■ Objective ■
Please locate every line in the lines below that contains the word "swoosh" and copy each one. Case counts.

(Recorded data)
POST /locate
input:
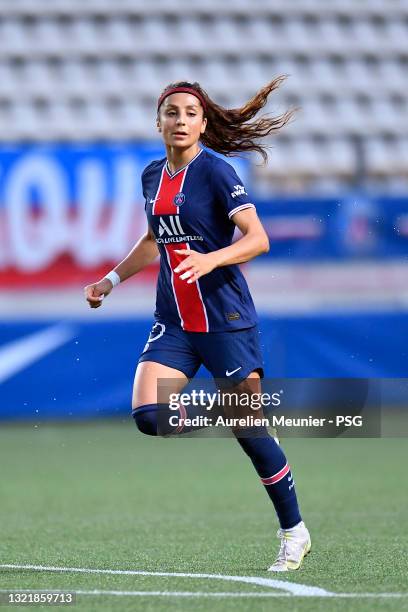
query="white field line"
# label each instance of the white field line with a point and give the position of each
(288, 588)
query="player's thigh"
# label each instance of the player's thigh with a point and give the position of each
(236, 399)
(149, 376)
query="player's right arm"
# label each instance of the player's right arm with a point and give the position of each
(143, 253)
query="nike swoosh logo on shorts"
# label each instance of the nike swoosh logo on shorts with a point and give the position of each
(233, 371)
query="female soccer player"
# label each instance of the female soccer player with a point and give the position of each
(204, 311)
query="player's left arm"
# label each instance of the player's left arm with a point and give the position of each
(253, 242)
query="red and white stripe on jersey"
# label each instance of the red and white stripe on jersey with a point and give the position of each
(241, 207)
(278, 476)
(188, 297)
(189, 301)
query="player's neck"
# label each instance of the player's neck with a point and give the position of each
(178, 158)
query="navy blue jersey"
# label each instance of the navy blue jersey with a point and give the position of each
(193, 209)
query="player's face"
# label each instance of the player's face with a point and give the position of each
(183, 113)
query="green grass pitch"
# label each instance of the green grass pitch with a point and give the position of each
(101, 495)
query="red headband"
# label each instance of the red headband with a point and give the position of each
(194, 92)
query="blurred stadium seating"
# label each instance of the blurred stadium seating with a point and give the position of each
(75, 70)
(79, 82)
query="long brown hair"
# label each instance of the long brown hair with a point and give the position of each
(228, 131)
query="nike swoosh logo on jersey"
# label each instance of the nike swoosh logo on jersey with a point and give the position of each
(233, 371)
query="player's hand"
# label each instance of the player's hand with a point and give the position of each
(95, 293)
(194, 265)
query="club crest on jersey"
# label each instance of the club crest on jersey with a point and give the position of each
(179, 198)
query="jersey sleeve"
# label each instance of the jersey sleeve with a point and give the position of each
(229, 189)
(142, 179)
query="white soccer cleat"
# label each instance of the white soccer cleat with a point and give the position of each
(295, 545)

---

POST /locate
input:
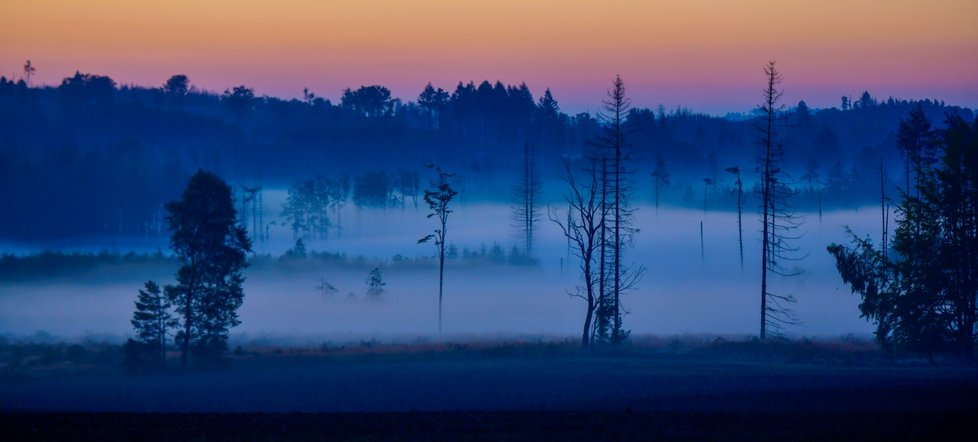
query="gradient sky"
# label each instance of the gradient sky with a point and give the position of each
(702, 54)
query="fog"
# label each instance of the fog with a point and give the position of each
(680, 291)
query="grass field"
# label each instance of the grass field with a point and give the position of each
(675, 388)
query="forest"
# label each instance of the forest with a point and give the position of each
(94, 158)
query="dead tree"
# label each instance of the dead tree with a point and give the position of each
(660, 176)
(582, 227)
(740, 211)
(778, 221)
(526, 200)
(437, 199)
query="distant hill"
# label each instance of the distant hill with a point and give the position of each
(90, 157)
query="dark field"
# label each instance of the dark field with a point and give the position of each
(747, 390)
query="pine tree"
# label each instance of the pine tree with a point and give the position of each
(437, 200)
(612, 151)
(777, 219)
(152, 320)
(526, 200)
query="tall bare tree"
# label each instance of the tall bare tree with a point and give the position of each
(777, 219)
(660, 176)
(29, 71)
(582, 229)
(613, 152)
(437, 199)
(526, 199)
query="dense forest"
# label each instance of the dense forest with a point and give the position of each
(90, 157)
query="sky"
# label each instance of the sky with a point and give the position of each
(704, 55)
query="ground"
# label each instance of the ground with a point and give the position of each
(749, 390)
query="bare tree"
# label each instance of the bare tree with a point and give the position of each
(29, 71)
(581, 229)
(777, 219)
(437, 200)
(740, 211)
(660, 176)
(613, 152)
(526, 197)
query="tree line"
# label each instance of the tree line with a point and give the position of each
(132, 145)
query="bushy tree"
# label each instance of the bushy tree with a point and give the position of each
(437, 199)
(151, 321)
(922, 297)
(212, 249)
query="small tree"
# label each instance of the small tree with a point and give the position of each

---

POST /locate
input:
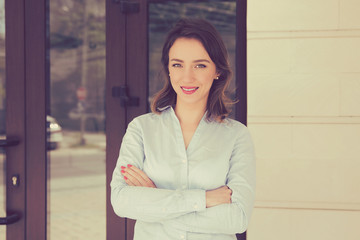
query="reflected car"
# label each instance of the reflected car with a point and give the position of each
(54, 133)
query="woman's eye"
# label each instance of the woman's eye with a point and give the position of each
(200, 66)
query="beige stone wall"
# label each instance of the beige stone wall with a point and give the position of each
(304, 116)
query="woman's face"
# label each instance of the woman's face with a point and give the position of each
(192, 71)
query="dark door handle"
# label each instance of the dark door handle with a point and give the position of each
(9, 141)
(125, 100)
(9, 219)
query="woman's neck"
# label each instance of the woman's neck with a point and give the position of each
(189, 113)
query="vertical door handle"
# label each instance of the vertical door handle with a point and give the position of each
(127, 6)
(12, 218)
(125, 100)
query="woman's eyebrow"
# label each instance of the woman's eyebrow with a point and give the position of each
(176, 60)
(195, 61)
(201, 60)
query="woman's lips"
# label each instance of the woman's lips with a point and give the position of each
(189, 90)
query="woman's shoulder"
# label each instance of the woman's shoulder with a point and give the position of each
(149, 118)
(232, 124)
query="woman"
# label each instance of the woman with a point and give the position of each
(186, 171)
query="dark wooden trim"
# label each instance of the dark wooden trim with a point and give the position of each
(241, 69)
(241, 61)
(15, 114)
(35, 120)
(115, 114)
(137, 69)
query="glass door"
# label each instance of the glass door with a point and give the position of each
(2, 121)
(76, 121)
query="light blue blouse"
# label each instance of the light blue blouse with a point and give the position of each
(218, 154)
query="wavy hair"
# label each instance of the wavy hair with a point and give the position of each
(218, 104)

■ Solution for this problem ■
query="nike swoosh logo on shorts"
# label each instance of the nike swoosh logo on shorts with a point and give the position of each
query="nike swoosh logo on jersey"
# label each instance of the nike swoosh logo on jersey with a point and give the position of each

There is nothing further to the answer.